## What you are asked to do:
Could you continue the blog post about Mahathir's remarks from its last sentence?

═════ Page extract

About a week back, I pointed to a quote from outgoing Malaysian Prime Minister Mahathir and suggested this was a clear opening to a diplomatic strategy to address moderate Islamic countries. All we had to do was take the statement seriously. We also had to ignore a lot of the distasteful aspects of Mahathir's regime, which imprisons political enemies. Here are the relevant quotes from an interview with the BBC:
"A lot of people think the teachings of Islam make them confrontative (sic), but in fact, if you go to the fundamentals of Islam, we are urged to live in peace," he said.He said that in this "true sense", he considers himself a "fundamentalist" Muslim....
He appealed to Muslims worldwide to go back to the "original, true teachings of Islam" and embrace values such as "peace, friendship, brotherhood, and tolerance of people".
Malaysia, he said, did not have a problem with Islamic militants because it had acted to stop the "teaching of the politics of hatred" in religious schools....
"It is a lack of understanding of Islam that has led to this present situation," he said.
But he admitted that there was a problem within Islam with "wrong" interpretations of Islamic teachings.
"The result is that Islam appears to be an obstruction to progress," he said, adding that he believed there was a need for better unity within the Muslim world.
Then, a few days ago, "Dr. M," as he is known in the pages of his state-controlled newspapers, went and said that "Jews rule the world" by proxy. And he refused to recant when criticized. Now, this is bad in several ways: It's anti-semitic; it's not true, and; it's incendiary. All reasons, very good reasons, to condemn such nonsense, which President Bush, among others, has done.
The president has been congratulated for his response and rightly so. Dan Gillmor also points out a Washington Post editorial that suggests Bush's own failure to respond adequately to stridently pro-Christian and anti-Islamic remark made by an American general about a Somali warlord makes his criticism of Mahathir hypocritical. This is also correct -- President Bush has demonstrated repeatedly that he oversimplifies statements by other nations' leaders in order to paint black-and-white pictures in which the United States, but more particularly, he himself, is the man in white.

══════════
═════ Record list

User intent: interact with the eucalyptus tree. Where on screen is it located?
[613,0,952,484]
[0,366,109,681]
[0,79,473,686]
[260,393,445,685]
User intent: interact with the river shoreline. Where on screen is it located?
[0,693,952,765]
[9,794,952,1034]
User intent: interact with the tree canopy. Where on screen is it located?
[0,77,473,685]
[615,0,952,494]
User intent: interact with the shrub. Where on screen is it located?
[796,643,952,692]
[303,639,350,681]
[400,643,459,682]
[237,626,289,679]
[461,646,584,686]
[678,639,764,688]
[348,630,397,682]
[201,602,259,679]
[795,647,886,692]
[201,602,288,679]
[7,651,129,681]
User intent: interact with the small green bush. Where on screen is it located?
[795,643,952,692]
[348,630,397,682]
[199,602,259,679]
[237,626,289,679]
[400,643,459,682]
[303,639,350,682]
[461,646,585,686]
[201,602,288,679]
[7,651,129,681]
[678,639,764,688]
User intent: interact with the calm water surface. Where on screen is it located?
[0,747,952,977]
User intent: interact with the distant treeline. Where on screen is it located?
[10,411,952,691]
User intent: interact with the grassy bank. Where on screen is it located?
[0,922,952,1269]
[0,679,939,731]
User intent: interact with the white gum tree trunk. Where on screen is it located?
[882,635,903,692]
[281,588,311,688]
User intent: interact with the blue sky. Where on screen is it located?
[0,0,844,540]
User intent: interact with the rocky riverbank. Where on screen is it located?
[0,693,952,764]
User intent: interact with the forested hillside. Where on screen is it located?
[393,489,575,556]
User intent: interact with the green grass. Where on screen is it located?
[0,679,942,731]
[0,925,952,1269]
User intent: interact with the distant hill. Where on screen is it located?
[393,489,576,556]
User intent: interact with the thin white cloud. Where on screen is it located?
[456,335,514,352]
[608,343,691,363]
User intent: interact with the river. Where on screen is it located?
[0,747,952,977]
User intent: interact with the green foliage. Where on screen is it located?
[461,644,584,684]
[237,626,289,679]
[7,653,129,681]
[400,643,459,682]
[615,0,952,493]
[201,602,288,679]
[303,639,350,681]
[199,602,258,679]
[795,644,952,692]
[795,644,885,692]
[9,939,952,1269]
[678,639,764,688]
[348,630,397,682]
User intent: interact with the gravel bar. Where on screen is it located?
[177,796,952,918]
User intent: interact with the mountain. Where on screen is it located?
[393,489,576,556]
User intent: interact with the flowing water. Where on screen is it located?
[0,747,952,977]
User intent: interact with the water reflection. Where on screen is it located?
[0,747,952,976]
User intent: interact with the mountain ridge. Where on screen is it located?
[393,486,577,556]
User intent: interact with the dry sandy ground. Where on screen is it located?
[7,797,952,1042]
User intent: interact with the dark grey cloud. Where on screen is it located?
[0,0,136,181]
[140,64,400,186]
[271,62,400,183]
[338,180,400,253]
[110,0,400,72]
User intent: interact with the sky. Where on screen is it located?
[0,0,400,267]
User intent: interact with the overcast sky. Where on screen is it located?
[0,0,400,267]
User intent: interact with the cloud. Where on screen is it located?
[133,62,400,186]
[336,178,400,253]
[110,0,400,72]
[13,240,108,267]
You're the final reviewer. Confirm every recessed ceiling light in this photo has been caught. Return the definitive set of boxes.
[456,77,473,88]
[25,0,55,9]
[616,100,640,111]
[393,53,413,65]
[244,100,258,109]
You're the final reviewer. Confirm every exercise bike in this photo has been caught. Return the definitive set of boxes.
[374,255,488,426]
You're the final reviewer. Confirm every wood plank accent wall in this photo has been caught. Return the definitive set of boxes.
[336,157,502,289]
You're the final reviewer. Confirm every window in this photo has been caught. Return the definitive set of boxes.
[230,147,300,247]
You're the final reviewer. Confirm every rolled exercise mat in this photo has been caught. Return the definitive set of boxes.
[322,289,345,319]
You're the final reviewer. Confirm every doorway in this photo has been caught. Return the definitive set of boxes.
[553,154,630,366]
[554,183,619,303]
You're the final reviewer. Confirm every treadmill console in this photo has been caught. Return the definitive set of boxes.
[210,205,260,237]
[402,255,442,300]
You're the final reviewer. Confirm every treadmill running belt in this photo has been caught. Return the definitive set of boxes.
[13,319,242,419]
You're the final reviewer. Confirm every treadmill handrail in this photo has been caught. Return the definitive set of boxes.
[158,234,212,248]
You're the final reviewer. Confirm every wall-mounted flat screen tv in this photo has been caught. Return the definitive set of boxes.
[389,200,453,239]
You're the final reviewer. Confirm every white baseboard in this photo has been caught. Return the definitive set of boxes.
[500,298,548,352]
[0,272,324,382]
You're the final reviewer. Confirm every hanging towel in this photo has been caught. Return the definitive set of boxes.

══════════

## Answer to this problem:
The general, William Boykin, told an audience of the Somali: "I knew that my God was bigger than his. I knew that my God was a real God and his was an idol." Boykin's explanation is that he meant the Somali warlord worshipped Mammon, that he idolized money. But at another event, also taped, he told a church in Oregon:
"Ladies and gentlemen, this is your enemy," he tells the Good Shepherd audience. "It is not Osama bin Laden, it is the principalities of darkness. It is a spiritual enemy that will only be defeated if we come against them in the name of Jesus and pray for this nation and for our leaders."
And, according to Cybercast News Service, he went on to say:
"And we ask ourselves this question, 'Why do they (radical Muslims) hate us? Why do they hate us so much?' Ladies and gentlemen, the answer to that is because we're a Christian nation, because our foundation and our roots are Judeo-Christian," Boykin was quoted as saying before the Good Shepherd Church in Sandy, Ore., June 21. "Ladies and gentlemen, we will never abandon Israel, we will never walk away from our commitment to Israel, because our roots are there. Our religion came from Judaism, and therefore these radicals will hate us forever."
In other words, our fight is with Islam. And as a fundamentalist, Boykin apparently shares the belief that we have help Israel fulfill its role in Christian prophecy, which requires the rebuilding of the Temple to bring on the End Times.
However, a lot of us live in the real world, one full of greys between various views, where global famine and death aren't high on our list of things to experience in life. We have to address Islam realistically, too.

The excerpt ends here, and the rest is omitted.